* INSTRUCTIONS FOR THE TASK *
Pick out every line in the records below that contains the word "with". Case counts.

* MATERIAL FOR THE TASK *
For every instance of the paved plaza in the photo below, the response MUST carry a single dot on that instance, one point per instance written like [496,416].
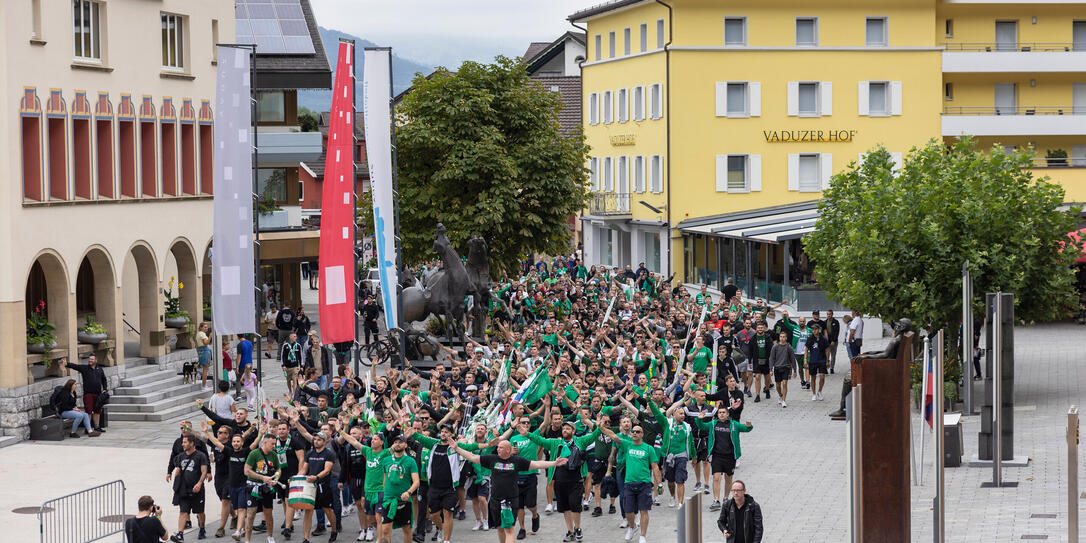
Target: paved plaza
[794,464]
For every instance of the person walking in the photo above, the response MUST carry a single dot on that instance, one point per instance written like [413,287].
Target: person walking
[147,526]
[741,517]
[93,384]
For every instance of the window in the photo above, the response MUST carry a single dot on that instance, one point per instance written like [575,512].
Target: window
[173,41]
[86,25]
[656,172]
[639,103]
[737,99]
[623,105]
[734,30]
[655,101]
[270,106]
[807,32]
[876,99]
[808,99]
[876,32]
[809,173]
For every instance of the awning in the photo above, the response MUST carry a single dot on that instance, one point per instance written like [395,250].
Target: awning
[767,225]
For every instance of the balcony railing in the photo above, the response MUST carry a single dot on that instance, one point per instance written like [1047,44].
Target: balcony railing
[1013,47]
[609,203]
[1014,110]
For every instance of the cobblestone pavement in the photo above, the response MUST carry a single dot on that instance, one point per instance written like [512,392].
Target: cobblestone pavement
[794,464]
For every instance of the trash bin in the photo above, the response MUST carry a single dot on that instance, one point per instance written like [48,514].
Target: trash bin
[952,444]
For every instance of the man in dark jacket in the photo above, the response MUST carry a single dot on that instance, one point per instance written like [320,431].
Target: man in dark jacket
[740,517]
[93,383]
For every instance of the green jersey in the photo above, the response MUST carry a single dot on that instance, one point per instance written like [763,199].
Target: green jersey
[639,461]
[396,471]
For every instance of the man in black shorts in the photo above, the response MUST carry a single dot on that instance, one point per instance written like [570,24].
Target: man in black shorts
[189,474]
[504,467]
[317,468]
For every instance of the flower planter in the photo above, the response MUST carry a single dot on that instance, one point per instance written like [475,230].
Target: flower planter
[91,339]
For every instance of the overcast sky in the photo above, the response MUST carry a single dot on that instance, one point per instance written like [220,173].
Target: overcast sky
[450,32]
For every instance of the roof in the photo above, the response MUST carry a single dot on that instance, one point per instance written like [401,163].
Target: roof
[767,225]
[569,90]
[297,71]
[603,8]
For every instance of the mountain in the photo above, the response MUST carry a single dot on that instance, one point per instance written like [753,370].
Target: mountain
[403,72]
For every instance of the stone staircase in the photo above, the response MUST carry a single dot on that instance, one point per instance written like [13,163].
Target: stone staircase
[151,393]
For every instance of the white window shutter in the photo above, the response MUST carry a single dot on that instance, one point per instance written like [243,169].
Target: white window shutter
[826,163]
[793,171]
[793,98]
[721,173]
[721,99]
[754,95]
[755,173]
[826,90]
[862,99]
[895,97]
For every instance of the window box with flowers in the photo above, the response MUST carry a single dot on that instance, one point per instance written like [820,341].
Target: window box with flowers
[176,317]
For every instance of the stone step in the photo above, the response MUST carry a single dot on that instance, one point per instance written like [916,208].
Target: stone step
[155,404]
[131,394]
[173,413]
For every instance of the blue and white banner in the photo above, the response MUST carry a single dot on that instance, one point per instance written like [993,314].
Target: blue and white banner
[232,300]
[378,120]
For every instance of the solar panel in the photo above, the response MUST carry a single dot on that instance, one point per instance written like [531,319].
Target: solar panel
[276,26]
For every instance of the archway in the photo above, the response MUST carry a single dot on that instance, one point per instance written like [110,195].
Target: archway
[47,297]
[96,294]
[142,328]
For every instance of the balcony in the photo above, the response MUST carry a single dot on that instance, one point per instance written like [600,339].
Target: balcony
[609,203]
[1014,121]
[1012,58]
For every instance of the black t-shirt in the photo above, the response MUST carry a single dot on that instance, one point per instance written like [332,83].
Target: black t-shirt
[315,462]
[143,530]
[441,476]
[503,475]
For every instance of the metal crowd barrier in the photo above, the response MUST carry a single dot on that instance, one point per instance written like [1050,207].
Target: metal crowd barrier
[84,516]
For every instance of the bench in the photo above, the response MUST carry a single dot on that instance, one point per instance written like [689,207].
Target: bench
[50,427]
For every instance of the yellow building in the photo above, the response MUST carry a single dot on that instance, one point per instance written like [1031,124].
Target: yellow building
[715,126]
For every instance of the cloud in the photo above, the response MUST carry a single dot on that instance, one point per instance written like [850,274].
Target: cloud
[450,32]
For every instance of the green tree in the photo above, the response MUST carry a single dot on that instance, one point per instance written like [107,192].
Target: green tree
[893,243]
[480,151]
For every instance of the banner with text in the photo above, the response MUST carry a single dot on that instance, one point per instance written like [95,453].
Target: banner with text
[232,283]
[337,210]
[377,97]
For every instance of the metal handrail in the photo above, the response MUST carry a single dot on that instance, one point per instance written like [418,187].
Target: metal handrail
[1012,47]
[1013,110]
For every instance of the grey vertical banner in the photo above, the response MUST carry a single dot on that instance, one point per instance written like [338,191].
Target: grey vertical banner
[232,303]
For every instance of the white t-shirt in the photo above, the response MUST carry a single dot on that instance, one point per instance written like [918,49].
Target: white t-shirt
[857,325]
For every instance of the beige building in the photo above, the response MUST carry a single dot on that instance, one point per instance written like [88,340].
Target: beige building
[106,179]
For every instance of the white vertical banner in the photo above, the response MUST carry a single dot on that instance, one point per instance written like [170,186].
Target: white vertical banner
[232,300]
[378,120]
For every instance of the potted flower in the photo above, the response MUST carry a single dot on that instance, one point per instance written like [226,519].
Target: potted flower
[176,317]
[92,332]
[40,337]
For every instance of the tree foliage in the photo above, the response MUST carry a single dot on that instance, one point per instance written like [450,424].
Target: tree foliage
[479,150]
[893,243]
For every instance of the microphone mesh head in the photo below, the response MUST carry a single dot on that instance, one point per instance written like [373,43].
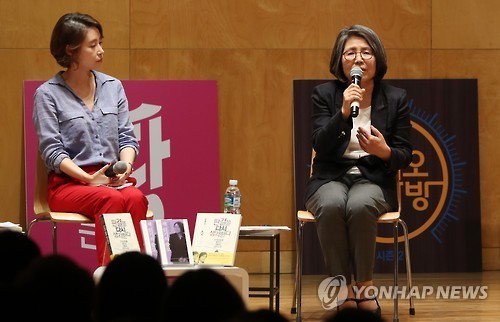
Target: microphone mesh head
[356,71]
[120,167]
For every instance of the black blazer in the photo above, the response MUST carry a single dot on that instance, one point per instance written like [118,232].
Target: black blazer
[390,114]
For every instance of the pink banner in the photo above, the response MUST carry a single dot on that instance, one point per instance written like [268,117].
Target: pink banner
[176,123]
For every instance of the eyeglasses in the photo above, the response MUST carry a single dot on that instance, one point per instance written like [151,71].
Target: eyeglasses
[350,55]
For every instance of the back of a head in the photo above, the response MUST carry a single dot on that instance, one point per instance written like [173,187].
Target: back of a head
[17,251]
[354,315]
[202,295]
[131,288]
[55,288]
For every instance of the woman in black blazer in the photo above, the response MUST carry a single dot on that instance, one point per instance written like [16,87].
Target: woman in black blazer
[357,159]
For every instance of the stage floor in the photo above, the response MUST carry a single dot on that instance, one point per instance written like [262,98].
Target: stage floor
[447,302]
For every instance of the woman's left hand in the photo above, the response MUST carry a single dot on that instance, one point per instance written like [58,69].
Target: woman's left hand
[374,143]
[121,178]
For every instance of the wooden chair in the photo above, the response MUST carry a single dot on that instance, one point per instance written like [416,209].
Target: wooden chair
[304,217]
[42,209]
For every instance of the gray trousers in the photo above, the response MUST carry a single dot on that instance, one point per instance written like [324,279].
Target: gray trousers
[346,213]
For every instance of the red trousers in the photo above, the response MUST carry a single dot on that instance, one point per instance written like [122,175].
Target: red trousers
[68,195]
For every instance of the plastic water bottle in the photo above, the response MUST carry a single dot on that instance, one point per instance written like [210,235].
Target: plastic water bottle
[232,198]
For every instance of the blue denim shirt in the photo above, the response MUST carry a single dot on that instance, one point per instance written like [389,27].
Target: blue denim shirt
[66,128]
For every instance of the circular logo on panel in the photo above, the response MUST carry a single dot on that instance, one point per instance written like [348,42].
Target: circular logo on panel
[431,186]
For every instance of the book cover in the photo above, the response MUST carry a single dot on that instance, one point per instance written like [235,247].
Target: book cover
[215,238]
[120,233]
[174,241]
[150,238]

==

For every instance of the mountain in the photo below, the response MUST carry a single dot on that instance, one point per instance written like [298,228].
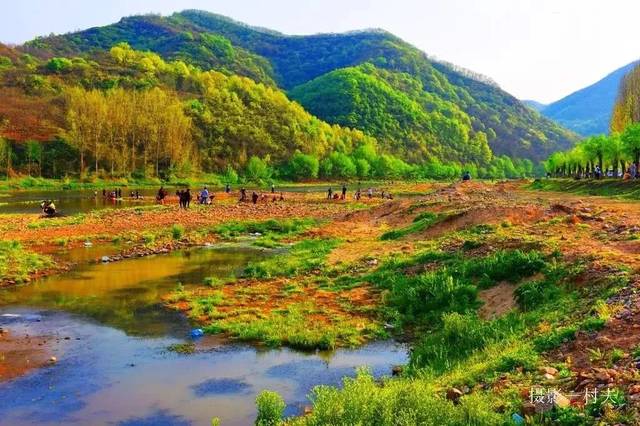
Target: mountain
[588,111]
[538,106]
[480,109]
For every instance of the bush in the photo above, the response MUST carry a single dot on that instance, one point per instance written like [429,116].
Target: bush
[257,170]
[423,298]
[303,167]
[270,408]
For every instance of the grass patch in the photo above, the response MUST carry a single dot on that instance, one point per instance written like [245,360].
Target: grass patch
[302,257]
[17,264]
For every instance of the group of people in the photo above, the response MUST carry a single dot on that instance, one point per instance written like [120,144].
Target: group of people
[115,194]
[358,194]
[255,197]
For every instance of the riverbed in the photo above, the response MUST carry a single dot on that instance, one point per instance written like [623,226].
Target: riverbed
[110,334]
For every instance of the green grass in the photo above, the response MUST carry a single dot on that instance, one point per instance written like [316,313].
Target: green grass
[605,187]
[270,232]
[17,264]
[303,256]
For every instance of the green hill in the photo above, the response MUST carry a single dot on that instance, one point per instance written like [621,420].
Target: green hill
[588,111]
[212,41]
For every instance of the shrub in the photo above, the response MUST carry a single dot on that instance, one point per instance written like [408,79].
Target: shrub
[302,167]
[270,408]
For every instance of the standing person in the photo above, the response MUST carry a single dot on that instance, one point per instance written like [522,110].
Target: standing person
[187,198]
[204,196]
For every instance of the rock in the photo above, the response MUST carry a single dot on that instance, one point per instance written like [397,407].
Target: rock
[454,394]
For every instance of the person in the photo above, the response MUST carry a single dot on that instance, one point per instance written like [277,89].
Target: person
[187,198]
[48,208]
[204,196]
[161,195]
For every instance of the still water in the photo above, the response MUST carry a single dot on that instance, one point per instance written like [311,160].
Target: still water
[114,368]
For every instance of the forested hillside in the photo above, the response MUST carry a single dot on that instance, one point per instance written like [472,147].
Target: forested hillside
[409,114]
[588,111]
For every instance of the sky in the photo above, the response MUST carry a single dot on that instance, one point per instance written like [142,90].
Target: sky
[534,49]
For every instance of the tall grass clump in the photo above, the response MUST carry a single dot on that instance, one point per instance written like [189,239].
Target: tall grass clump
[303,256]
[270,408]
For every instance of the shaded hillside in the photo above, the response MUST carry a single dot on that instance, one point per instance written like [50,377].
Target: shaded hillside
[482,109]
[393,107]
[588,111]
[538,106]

* ANSWER TO THIS TASK *
For every instance of the window box with flowers in the photo above, the response MUST carry a single dot on that instance, one point per instance written like [820,341].
Target: window box with flowers
For every instance of the banner with text in the photo above, the response MUST carry a single dot on that instance, one point per instance written like [95,453].
Target: banner with text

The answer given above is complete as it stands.